Von Johannes Knuth, Monte Carlo/München

Joshua Cheptegei wirkte nicht gerade erschöpft. Er trudelte auf den letzten Metern ins Ziel, er hatte sogar noch die Muße, die Zeitnahme seiner Armbanduhr zu bedienen. Als habe er gerade eine moderate Zehn-Kilometer-Runde vor dem zweiten Frühstück hinter sich gebracht, nicht eine 16 Jahre alte Fabelmarke aus den Angeln gehoben.

Die Leichtathleten machten es ihrem Weltverband am Wochenende nicht gerade schwer, nach dem ersten vollwertigen Diamond-League-Meeting dieser improvisierten Saison ein rosiges Bild des Sports zu zeichnen. Jakob Ingebrigsten zum Beispiel, die noch 19 Jahre alte Hochbegabung aus Norwegen, unterbot über 1500 Meter den Europarekord des Briten Mo Farah in 3:28,68 Minuten um 13 Hundertstelsekunden. Auch ein paar Deutsche ließen sich mitziehen: Marc Reuther verbesserte seine Bestzeit über 800 Meter auf 1:44,93 Minuten, im Schatten des Weltmeisters Donavan Brazier aus den USA (1:43,15). Und Deniz Almas bewies nach seinen 10,09 Sekunden über 100 Meter von voriger Woche, dass er auch die doppelte Distanz beherrscht: in 20,64 Sekunden lag er zwar hinter dem aktuellen Weltmeister Noah Lyles aus den USA (19,79), aber vor dem früheren Weltmeister Ramil Guliyev aus der Türkei. Am Sonntag gewann Almas in Leverkusen wieder über 100 Meter, in 10,23 Sekunden vor Julian Reus (10,27).

* **Ausgangsdaten**:
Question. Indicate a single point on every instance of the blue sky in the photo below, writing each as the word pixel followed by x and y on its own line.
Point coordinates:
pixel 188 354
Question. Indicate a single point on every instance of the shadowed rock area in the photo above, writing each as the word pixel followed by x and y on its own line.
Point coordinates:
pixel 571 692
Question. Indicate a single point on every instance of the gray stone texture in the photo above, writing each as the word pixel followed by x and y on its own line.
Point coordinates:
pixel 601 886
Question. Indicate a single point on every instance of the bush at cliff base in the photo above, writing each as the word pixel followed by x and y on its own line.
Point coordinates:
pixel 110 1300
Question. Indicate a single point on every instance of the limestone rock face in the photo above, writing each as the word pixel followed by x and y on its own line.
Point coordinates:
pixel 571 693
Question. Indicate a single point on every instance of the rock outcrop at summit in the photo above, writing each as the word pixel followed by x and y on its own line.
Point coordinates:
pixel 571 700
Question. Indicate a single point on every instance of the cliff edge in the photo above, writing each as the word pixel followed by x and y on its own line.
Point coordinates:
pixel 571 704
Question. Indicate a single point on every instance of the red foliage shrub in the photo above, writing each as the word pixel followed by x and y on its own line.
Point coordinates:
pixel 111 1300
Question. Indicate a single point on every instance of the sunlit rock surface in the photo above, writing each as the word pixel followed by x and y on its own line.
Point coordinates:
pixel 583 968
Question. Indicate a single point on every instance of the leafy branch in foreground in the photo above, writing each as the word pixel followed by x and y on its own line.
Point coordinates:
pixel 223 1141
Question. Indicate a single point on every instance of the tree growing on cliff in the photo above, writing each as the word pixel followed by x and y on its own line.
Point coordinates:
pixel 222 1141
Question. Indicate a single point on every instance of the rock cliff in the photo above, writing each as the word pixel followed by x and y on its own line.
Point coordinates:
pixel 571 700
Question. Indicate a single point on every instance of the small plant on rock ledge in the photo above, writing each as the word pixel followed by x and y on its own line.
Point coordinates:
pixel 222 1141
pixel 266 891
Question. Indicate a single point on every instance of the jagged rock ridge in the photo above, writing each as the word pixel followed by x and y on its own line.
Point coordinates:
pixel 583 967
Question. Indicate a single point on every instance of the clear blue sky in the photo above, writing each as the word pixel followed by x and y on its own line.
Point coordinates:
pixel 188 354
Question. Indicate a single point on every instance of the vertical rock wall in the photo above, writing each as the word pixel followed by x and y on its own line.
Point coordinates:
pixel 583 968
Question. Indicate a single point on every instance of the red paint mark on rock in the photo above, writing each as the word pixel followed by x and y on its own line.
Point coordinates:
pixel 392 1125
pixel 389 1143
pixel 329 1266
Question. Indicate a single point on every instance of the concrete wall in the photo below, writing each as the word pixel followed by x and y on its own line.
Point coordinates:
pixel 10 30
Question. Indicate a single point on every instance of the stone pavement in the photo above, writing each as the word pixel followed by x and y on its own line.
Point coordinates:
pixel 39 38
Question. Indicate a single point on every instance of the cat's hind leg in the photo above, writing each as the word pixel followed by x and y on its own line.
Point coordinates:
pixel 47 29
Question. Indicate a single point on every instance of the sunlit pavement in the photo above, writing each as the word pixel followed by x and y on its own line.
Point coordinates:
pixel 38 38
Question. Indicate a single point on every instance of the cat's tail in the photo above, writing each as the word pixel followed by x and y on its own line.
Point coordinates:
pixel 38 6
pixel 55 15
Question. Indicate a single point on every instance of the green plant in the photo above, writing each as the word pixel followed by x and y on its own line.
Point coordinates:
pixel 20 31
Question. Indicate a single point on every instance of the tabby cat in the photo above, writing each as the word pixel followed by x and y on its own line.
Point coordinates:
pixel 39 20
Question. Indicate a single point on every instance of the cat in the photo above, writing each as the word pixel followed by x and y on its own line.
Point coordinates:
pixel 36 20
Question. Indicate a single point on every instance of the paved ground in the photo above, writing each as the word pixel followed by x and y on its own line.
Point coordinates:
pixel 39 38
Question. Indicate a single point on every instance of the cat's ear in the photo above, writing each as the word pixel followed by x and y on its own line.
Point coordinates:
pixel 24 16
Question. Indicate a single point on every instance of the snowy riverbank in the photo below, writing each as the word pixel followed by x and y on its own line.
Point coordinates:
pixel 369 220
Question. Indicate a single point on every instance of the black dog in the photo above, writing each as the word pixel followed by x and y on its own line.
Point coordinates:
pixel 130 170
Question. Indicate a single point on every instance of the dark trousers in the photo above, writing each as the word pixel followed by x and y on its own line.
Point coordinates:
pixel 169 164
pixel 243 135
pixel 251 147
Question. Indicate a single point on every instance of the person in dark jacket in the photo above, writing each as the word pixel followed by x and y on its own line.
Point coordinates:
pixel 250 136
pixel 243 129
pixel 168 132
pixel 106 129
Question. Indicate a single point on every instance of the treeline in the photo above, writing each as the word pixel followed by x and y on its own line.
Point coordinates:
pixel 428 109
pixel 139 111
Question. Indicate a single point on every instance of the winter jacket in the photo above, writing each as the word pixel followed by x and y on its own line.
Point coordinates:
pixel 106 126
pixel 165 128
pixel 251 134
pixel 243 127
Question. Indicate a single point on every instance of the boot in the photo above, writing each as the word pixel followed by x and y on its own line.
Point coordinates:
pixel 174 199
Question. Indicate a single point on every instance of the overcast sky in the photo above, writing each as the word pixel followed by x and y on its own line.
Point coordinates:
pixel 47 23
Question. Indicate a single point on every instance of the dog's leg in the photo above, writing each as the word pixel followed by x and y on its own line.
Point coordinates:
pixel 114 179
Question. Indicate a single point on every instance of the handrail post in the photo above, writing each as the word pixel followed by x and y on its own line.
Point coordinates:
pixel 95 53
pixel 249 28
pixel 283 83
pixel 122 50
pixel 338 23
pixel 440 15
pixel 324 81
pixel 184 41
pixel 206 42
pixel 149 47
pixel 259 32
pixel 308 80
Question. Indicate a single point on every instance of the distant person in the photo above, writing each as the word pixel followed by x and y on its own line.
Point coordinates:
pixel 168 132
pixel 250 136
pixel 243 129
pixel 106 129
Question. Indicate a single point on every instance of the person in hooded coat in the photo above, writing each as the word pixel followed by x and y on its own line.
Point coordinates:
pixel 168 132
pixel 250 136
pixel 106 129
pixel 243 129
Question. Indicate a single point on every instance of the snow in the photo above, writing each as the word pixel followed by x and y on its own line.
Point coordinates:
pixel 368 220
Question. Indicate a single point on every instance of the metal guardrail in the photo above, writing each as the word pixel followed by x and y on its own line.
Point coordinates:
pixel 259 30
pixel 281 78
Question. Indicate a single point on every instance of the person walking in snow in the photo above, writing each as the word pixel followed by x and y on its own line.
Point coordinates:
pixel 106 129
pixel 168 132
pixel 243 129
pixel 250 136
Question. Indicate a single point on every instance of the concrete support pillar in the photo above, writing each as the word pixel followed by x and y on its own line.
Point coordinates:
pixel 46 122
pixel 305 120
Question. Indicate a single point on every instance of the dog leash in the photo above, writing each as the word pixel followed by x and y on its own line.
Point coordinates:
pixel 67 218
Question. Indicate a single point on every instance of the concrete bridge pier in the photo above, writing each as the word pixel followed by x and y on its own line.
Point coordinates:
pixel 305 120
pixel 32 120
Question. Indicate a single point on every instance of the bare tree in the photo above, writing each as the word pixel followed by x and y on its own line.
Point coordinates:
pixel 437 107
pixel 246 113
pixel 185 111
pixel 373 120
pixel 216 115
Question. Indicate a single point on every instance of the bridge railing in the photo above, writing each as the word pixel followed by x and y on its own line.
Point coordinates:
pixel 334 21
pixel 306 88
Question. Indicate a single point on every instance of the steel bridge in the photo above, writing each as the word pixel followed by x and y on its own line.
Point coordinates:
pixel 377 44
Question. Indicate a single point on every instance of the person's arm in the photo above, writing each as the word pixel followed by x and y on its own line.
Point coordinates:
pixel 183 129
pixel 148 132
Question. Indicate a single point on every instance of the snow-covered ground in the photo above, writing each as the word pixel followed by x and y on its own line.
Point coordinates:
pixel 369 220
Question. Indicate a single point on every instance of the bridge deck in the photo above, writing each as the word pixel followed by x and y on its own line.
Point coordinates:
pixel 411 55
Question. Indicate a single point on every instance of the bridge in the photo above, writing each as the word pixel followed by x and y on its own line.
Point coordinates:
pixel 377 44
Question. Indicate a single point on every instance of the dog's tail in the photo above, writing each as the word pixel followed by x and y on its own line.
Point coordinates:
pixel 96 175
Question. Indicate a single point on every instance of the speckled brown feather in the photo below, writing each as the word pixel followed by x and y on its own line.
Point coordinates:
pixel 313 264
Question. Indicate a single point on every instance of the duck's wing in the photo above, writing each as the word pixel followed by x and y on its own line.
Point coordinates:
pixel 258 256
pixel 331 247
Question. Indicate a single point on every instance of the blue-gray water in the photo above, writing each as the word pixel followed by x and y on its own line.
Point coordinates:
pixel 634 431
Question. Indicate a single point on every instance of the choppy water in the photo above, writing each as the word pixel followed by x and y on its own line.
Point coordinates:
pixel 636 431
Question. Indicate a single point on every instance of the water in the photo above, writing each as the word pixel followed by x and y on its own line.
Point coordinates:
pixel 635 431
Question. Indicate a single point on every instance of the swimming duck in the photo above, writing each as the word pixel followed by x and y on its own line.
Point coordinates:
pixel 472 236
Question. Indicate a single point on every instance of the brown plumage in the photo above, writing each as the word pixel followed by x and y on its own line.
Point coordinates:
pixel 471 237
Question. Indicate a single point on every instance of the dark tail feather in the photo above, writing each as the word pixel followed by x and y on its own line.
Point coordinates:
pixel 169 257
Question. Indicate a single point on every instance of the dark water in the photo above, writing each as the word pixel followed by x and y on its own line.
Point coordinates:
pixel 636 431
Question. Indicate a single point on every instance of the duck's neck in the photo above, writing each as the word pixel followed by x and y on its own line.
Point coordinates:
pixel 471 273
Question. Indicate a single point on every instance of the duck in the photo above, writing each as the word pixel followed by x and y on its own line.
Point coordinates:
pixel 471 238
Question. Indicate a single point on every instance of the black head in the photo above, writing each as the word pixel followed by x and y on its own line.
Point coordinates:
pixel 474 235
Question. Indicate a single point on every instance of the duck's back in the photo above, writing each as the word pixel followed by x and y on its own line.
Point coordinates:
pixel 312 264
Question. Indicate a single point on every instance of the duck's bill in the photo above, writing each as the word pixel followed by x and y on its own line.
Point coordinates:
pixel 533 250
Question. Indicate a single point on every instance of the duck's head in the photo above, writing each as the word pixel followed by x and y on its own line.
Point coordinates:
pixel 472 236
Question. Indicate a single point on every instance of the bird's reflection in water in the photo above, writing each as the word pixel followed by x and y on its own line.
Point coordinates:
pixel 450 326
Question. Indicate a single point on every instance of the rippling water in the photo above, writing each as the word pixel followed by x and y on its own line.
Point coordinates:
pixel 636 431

* **Aufgaben**:
a. Entscheiden Sie, ob die folgenden Aussagen mit dem Text über das Diamond-League-Meeting übereinstimmen, und belegen Sie jede Antwort mit einem wörtlichen Zitat. (i) Der Norweger unterbot über 1500 Meter den Europarekord von Mo Farah. (ii) Deniz Almas war über die doppelte Distanz schneller als Noah Lyles. (iii) Julian Reus gewann am Sonntag in Leverkusen über 100 Meter.
b. Schreiben Sie bitte aus dem Text über das Diamond-League-Meeting den Abschnitt ab, der mit den Worten „Von Johannes Knuth, Monte“ beginnt und mit „aus den Angeln gehoben.“ endet.

* **Lösungen**:
a.
(i) Ja: „unterbot über 1500 Meter den Europarekord des Briten Mo Farah in 3:28,68 Minuten um 13 Hundertstelsekunden“
(ii) Nein: „in 20,64 Sekunden lag er zwar hinter dem aktuellen Weltmeister Noah Lyles aus den USA (19,79)“
(iii) Nein: „Am Sonntag gewann Almas in Leverkusen wieder über 100 Meter, in 10,23 Sekunden vor Julian Reus (10,27).“

b.
Von Johannes Knuth, Monte Carlo/München

Joshua Cheptegei wirkte nicht gerade erschöpft. Er trudelte auf den letzten Metern ins Ziel, er hatte sogar noch die Muße, die Zeitnahme seiner Armbanduhr zu bedienen. Als habe er gerade eine moderate Zehn-Kilometer-Runde vor dem zweiten Frühstück hinter sich gebracht, nicht eine 16 Jahre alte Fabelmarke aus den Angeln gehoben.